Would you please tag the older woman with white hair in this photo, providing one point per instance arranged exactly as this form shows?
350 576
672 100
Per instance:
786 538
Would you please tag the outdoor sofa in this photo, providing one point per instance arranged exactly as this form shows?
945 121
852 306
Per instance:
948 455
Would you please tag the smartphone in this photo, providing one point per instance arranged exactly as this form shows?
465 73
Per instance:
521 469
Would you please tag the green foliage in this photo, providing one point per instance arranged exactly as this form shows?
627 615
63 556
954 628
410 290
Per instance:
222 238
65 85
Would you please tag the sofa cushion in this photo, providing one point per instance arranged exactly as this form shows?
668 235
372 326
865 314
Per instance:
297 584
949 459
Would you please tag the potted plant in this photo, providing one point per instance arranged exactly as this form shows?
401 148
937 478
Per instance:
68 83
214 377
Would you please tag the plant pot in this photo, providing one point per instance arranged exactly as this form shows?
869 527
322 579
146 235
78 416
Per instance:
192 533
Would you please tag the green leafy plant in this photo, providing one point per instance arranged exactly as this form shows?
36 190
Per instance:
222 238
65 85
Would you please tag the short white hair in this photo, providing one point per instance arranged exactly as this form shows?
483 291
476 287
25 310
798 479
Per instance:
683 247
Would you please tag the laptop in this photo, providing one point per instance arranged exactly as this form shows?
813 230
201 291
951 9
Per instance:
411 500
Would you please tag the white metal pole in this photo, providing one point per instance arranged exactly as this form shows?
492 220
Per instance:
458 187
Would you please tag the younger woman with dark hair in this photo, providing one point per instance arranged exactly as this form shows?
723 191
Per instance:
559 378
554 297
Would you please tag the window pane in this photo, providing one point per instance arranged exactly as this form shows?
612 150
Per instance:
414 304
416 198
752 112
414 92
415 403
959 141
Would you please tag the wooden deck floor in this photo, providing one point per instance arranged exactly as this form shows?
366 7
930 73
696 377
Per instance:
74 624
- - - - - - -
DIRECTIVE :: Can you copy every row above word for word, leaving nothing out?

COMPLETED EXERCISE ::
Would you please tag the older woman with white hair in this photo, providing one point per instance arranged exactly as this form shows?
350 576
672 100
Per instance:
786 538
Would you please tag the outdoor sofa in this photo, providing one point per instance arranged exactly as this form shows?
945 121
852 306
Per instance:
948 455
Would you please tag the smartphone in this photo, providing one point per instance arranged exactly as this form shows?
465 73
Per instance:
521 469
Would you please tag the green foliage in this photo, providing one point per instance arranged exactly as this form shows?
627 615
63 556
954 628
410 290
Per instance:
222 238
65 85
Would you please tag the sofa cushion in this photo, providing one point per instance arranged exactly as this form shows?
668 235
372 326
865 314
Per instance:
297 584
949 459
Would you please tag the potted plant in this photo, providing one point per instance arranged exactly as this form shows?
401 148
937 478
Per instance:
68 83
214 377
Would you please tag the plant pot in this photo, providing one point per instance arranged exactly as this form shows?
869 527
322 579
146 235
78 416
Per instance:
192 533
Would you please tag the green leafy plant in this photo, providing one point per instance arranged exactly as this form shows?
36 190
Per instance:
222 238
65 85
Would you please tag the short white hair in this photo, providing one point per instance arranged exactly as this form shows?
483 291
476 287
25 310
798 479
Per instance:
683 247
Would you please tag the laptop in this photo, providing one point per instance arranged exactly as this form shows?
813 230
201 291
951 9
Per instance:
411 500
Would you please tag the white metal pole in this photo, providing one point per instance arranged exactly as this form shows?
492 220
Per instance:
458 187
Would you please tag the younger woman with dark hair in this photo, providing one point per instance arranged exactly as this form shows?
723 191
Per instance:
559 378
554 297
Would you please tag the window pane in this photo, providing one point per instance arranged exactly as this form shows?
612 150
Per instance:
414 304
416 198
752 112
414 92
415 403
959 141
Would you please tag the wooden deck floor in this photo, providing one point per instance arranged exactly as this form shows?
366 7
930 73
696 377
Per instance:
74 624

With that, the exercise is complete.